— WORK INSTRUCTIONS —
Please report each line in the material below that contains the string "every" by copying that line in full.

___ SOURCE RECORDS ___

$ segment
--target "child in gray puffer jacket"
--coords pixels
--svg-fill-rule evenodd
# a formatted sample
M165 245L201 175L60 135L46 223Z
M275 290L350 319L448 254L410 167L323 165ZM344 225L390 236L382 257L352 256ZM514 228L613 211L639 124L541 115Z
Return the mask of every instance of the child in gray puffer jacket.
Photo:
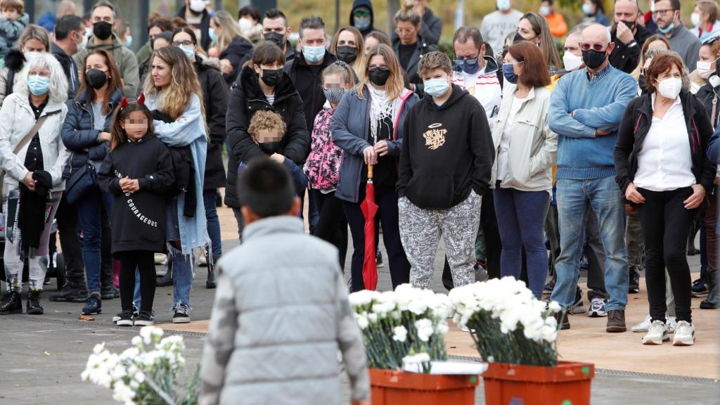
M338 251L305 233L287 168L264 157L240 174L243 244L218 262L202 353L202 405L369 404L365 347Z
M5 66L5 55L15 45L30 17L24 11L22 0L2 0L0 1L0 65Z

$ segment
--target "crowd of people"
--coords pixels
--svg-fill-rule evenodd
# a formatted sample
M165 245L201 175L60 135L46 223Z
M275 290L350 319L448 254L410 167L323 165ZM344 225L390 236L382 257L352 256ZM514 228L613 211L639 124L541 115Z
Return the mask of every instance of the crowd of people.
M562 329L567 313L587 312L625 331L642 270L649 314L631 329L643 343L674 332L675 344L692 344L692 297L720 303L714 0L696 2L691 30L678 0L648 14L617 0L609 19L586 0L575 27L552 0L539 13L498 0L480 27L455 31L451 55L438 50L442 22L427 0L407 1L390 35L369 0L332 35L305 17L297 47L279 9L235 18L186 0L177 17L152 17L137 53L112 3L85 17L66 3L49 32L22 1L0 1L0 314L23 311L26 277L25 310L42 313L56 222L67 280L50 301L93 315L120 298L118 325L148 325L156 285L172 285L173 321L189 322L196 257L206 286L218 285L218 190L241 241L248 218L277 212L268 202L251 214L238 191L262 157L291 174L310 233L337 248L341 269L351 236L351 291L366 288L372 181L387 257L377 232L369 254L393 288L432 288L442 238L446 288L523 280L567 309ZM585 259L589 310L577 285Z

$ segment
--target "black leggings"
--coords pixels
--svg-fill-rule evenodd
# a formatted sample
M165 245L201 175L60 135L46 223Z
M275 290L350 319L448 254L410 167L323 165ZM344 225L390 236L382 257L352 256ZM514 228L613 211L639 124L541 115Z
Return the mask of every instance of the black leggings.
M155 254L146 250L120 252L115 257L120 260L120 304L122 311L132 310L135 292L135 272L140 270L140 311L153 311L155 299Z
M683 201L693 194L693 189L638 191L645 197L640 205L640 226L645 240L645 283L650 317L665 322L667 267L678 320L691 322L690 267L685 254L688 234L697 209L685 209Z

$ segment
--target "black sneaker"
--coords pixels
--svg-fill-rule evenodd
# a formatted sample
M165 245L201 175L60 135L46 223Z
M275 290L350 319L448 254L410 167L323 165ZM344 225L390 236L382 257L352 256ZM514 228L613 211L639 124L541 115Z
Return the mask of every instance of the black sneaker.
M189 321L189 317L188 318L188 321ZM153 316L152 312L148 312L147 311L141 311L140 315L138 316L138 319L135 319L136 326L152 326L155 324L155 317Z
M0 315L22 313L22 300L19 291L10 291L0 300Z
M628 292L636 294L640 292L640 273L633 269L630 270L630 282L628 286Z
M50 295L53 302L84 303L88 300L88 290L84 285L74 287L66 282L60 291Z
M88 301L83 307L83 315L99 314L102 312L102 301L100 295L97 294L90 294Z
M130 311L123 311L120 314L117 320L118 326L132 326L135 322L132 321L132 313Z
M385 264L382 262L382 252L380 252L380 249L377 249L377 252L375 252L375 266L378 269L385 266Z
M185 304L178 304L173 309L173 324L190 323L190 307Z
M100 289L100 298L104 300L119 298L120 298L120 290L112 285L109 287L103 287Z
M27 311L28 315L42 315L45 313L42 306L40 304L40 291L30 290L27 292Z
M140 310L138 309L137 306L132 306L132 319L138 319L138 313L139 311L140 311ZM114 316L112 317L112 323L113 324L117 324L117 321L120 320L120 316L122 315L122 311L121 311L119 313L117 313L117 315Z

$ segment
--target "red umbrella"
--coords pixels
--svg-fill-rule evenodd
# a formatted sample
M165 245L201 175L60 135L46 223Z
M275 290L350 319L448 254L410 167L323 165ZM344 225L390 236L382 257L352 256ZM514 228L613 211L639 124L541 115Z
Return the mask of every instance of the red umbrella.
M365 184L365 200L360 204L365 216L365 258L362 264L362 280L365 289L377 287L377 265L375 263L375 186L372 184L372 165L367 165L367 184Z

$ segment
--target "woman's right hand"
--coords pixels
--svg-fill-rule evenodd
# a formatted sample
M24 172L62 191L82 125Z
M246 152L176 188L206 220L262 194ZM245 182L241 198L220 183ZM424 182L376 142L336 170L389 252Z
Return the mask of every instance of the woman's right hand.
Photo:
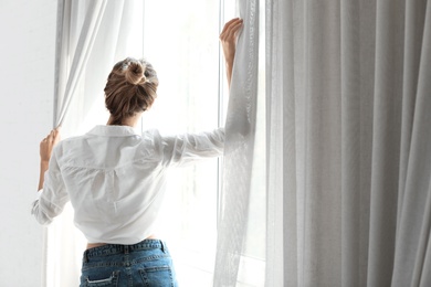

___

— EXPECTED OUTPUT —
Return the mask of every instance of the child in gray puffer jacket.
Return the mask of every instance of the crowd of people.
Return the mask of every instance of the black leggings.
Return the mask of every instance of the black sneaker.
Return the mask of every instance of the red umbrella.
Return the mask of every instance of the woman's right hand.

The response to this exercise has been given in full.